── Text ──
Russlands Präsident Dmitri Medwedew konnte vor seinem Treffen mit dem französischen Präsidenten Nicolas Sarkozy in Evian voller Stolz verkünden, dass Russland, wie versprochen, seine Truppen sogar vor der vereinbarten Frist am Freitag (08.10.2008) aus den Pufferzonen in Georgien abgezogen haben wird. Damit will sich Russland als verlässlicher und konstruktiver Partner der Europäischen Union zeigen und den in den letzten Monaten entstandenen Vertrauensverlust wieder gut machen.

Kein Politikwechsel

Medwedew kann dies mit aller Gelassenheit und Souveränität tun, denn mit dem Rückzug der Truppen aus den Pufferzonen verliert Russland faktisch nicht viel. Militärstrategisch spielt der Rückzug keine Rolle: Russische Armeeeinheiten sichern fortgesetzt die abtrünnigen Regionen Abchasien und Südossetien. Dort sollen auf Dauer insgesamt 7600 Soldaten stationiert werden.

Auch in diplomatisch-politischer Hinsicht hat sich Russland mit dem Abzug der Soldaten kein Stück bewegt: Das Prinzip der territorialen Integrität Georgiens wird durch die russische Anerkennung der Unabhängigkeit von Abchasien und Südossetien weiterhin missachtet.
───
── Einträge im Datensatz ──
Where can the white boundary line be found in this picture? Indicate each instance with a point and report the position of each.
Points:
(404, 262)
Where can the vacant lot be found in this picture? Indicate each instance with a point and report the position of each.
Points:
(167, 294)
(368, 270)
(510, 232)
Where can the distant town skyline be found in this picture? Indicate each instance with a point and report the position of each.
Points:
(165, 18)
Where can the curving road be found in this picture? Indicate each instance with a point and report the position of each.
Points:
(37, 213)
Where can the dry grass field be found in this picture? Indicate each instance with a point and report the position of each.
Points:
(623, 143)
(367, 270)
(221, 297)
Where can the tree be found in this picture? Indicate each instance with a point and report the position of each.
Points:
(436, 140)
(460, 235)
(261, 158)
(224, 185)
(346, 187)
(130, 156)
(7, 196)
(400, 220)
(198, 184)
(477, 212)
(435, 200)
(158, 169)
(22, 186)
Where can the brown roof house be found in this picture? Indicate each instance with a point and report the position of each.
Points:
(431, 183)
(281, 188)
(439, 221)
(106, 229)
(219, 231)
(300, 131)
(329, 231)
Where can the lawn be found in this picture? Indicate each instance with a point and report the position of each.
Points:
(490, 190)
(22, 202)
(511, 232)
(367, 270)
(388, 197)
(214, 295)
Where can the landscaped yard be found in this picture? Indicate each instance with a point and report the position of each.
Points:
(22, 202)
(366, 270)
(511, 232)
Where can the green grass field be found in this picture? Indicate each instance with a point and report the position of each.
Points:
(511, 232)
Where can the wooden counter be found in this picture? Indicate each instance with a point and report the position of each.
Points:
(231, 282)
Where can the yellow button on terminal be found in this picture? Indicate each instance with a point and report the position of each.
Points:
───
Deine Aufgaben:
1) Wie viele Soldaten sollen laut dem Text über den russischen Truppenabzug auf Dauer in Abchasien und Südossetien stationiert werden?
2) Schreib aus dem Text über den russischen Truppenabzug die Stelle von „Russlands Präsident Dmitri“ bis „wieder gut machen.“ wortgleich ab.
Verwende dafür nur den Text.

Gelöste Aufgaben:
1) Insgesamt 7600 Soldaten.

2)
Russlands Präsident Dmitri Medwedew konnte vor seinem Treffen mit dem französischen Präsidenten Nicolas Sarkozy in Evian voller Stolz verkünden, dass Russland, wie versprochen, seine Truppen sogar vor der vereinbarten Frist am Freitag (08.10.2008) aus den Pufferzonen in Georgien abgezogen haben wird. Damit will sich Russland als verlässlicher und konstruktiver Partner der Europäischen Union zeigen und den in den letzten Monaten entstandenen Vertrauensverlust wieder gut machen.